### Directions for this task
Write out all the material exactly. Leave nothing out.

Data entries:
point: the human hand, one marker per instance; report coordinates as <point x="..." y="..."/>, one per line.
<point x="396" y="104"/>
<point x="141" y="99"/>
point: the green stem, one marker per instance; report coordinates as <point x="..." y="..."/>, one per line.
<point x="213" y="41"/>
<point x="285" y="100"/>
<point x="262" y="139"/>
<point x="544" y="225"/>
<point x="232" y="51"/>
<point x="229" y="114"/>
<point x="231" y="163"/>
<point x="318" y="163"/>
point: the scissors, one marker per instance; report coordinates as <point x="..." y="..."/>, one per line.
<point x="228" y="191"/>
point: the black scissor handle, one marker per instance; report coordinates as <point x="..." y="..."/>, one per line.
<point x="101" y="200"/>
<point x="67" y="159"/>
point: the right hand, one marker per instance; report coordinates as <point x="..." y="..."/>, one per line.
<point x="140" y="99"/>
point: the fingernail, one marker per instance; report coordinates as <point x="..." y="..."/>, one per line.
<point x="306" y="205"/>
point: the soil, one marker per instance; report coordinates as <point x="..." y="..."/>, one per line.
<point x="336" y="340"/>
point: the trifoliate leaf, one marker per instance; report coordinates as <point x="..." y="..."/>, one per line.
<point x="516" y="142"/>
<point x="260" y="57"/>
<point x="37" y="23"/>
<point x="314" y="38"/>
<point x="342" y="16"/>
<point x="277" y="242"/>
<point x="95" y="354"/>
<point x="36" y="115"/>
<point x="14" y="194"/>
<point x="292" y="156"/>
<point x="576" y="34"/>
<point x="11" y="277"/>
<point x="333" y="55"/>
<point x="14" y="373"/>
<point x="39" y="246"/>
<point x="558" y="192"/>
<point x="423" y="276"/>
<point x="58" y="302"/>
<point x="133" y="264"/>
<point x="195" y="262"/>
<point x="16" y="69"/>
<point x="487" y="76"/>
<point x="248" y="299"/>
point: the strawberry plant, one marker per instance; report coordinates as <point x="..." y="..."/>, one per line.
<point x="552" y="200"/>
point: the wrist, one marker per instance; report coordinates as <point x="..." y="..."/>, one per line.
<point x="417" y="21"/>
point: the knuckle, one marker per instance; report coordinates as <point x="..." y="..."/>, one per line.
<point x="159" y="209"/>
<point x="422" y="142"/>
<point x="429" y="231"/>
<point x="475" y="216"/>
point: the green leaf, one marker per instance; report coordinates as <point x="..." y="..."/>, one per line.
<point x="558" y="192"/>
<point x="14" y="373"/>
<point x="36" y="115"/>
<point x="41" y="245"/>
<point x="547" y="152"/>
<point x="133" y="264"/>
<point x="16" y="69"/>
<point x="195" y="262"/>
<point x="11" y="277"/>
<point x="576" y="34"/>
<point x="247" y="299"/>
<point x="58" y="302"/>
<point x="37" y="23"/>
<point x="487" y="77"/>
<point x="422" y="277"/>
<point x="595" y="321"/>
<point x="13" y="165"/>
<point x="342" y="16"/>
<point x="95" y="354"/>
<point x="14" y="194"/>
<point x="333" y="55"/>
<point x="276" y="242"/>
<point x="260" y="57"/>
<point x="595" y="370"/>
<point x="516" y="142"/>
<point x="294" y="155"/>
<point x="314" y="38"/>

### Answer for this exercise
point: the human hand, one marker per instance; report coordinates as <point x="..." y="..."/>, one per line.
<point x="396" y="104"/>
<point x="141" y="99"/>
point: the green stem, one marker per instance; report coordinates as <point x="..." y="..."/>, one per line.
<point x="213" y="41"/>
<point x="285" y="100"/>
<point x="262" y="139"/>
<point x="544" y="225"/>
<point x="232" y="51"/>
<point x="229" y="114"/>
<point x="231" y="163"/>
<point x="318" y="163"/>
point: the scissors, one marker per instance; report coordinates as <point x="..." y="..."/>, one per line.
<point x="228" y="191"/>
point: the black scissor handle, one marker per instance; report coordinates as <point x="..." y="..."/>, one per line.
<point x="101" y="200"/>
<point x="67" y="159"/>
point: the right hand, one marker per instance; report coordinates as <point x="..." y="..."/>, one per line.
<point x="140" y="99"/>
point: the fingernail, one marker per instance; report coordinates as <point x="..." y="..."/>, one per line.
<point x="306" y="205"/>
point: the soil, one marker per instance; report coordinates as <point x="..." y="..."/>, one per line.
<point x="336" y="340"/>
point: the trifoliate leaf, one marker per instance; report coordinates as <point x="..." y="..."/>, one per line.
<point x="516" y="142"/>
<point x="260" y="57"/>
<point x="37" y="23"/>
<point x="314" y="38"/>
<point x="342" y="16"/>
<point x="277" y="242"/>
<point x="95" y="354"/>
<point x="36" y="115"/>
<point x="14" y="194"/>
<point x="292" y="156"/>
<point x="576" y="34"/>
<point x="11" y="277"/>
<point x="333" y="55"/>
<point x="14" y="373"/>
<point x="39" y="246"/>
<point x="558" y="192"/>
<point x="423" y="276"/>
<point x="58" y="302"/>
<point x="133" y="264"/>
<point x="195" y="262"/>
<point x="16" y="69"/>
<point x="487" y="76"/>
<point x="248" y="299"/>
point: the strawberry plant, one marker per instance; report coordinates as <point x="..." y="..."/>, one per line.
<point x="552" y="200"/>
point: the wrist, one marker per instance; report coordinates as <point x="..." y="..."/>, one per line.
<point x="417" y="21"/>
point: the knuckle, one marker per instance; report coordinates as <point x="..." y="..."/>, one per line.
<point x="159" y="209"/>
<point x="422" y="142"/>
<point x="429" y="231"/>
<point x="475" y="216"/>
point: the green leaf, one marker per instance; report coordinates as <point x="..." y="..."/>, one per line.
<point x="558" y="192"/>
<point x="14" y="373"/>
<point x="36" y="115"/>
<point x="41" y="245"/>
<point x="547" y="152"/>
<point x="133" y="264"/>
<point x="16" y="69"/>
<point x="195" y="262"/>
<point x="11" y="277"/>
<point x="576" y="34"/>
<point x="247" y="299"/>
<point x="58" y="302"/>
<point x="37" y="23"/>
<point x="487" y="77"/>
<point x="422" y="277"/>
<point x="595" y="321"/>
<point x="13" y="165"/>
<point x="342" y="16"/>
<point x="95" y="354"/>
<point x="14" y="194"/>
<point x="333" y="55"/>
<point x="276" y="242"/>
<point x="260" y="57"/>
<point x="595" y="370"/>
<point x="516" y="142"/>
<point x="294" y="155"/>
<point x="314" y="38"/>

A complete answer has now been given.